*** Opening EXCERPT TO READ ***

### 0. Import libraries

In [33]:
%load_ext autoreload
%autoreload 2

The autoreload extension is already loaded. To reload it, use:
  %reload_ext autoreload


In [34]:
import re
import sys
import json
import math
import spacy
import torch
import random
import warnings
import numpy as np
import transformers
import pandas as pd
from tqdm import tqdm
import seaborn as sns
from functools import reduce
from matplotlib import pyplot as plt
nlp = spacy.load("en_core_web_sm")

# import local scripts
sys.path.append('../src/')
from data_loader import DatasetLoader
from alignment_metrics import *
from contrastive_explanations import ContrastiveExplanations
contrastive_explanations = ContrastiveExplanations()

# produce repeatable results
np.random.seed(seed=42)
transformers.set_seed(42)

# enable CUDNN deterministic mode
torch.backends.cudnn.deterministic = True
torch.backends.cudnn.benchmark = False

# suppress warnings
warnings.filterwarnings('ignore')

### 1. Load the data

Below are the names of the datasets and phenomena used by the authors.

In [35]:
anaphor_agreement_datasets = [
    "anaphor_gender_agreement",
    "anaphor_number_agreement",
]

argument_structure_datasets = ["animate_subject_passive"]

determiner_noun_agreement_datasets = [
    "determiner_noun_agreement_1",
    "determiner_noun_agreement_irregular_1",
    "determiner_noun_agreement_with_adjective_1",
    "determiner_noun_agreement_with_adj_irregular_1",
]

npi_licesing_datasets = [
    "npi_present_1",
]

subject_verb_agreement_datasets = [
    "distractor_agreement_relational_noun",
    "irregular_plural_subject_verb_agreement_1",
    "regular_plural_subject_verb_agreement_1",
]

phenomena = [
    "anaphor agreement",
    "argument structure",
    "determiner noun agreement",
    "npi licensing",
    "subject verb agreement",
]
datasets = [
    anaphor_agreement_datasets,
    argument_structure_datasets,
    determiner_noun_agreement_datasets,
    npi_licesing_datasets,
    subject_verb_agreement_datasets,
]
phenomenon_index = 0

In [36]:
def get_data(datasets):
    data_loader = DatasetLoader()

    data = (
        pd.concat(
            [
                pd.DataFrame(data_loader.load_data(dataset_name)["train"])[
                    ["sentence_good", "sentence_bad"]
                ]
                for dataset_name in datasets
            ]
        )
        .reset_index()
        .drop("index", axis=1)
    )

    return data

In [37]:
data = get_data(datasets[phenomenon_index])
data

Unnamed: 0,sentence_good,sentence_bad
0,Katherine can't help herself.,Katherine can't help himself.

*** Closing EXCERPT TO READ ***

> **EXERCISE 1**
Write out the notebook verbatim, everything from "from data_loader import" down to "np.random.seed(seed=42)".
> **EXERCISE 2**
Summarize the notebook in two sentences.

*** Opening DATASET CONTENT ***

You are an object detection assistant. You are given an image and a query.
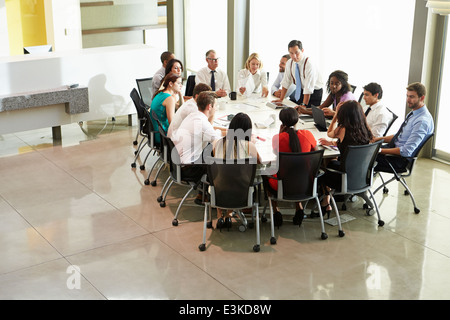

*** Closing DATASET CONTENT ***

> **YOUR RESPONSE 1**
from data_loader import DatasetLoader
from alignment_metrics import *
from contrastive_explanations import ContrastiveExplanations
contrastive_explanations = ContrastiveExplanations()

# produce repeatable results
np.random.seed(seed=42)

> **YOUR RESPONSE 2**
The notebook first imports its libraries and local scripts, loads the spaCy model "en_core_web_sm", sets random seeds to 42, enables CUDNN deterministic mode, and suppresses warnings. It then lists the datasets grouped under five phenomena, defines a get_data function that combines the "sentence_good" and "sentence_bad" columns from each dataset's training split, and loads the data for the phenomenon at index 0, anaphor agreement.